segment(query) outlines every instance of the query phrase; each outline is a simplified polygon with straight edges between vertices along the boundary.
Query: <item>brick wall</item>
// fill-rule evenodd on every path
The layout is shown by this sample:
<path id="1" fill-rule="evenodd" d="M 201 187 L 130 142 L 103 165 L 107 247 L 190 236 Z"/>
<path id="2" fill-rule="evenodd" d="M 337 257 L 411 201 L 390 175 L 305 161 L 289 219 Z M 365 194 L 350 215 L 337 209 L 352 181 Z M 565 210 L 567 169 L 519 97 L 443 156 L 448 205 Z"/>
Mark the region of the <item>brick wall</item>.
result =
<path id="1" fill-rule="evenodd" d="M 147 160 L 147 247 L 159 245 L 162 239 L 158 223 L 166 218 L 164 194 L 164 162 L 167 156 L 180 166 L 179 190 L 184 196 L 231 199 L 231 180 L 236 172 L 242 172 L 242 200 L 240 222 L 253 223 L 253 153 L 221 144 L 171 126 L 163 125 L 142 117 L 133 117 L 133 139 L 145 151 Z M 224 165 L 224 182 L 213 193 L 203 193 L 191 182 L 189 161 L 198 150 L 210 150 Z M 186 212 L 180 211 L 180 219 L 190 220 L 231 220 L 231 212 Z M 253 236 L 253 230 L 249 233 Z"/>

◇ ◇ ◇ ◇ ◇

* WORK INSTRUCTIONS: The answer should contain only the lines from the first line of the entries through the line holding "201 187 L 130", each exactly as written.

* RESULT OF THE EXERCISE:
segment(query) outlines every instance of the query phrase; each outline is a simplified polygon with straight edges between vertices along the boundary.
Query: <item>brick wall</item>
// fill-rule evenodd on every path
The layout is shown by this sample:
<path id="1" fill-rule="evenodd" d="M 201 187 L 130 142 L 103 165 L 107 247 L 190 236 Z"/>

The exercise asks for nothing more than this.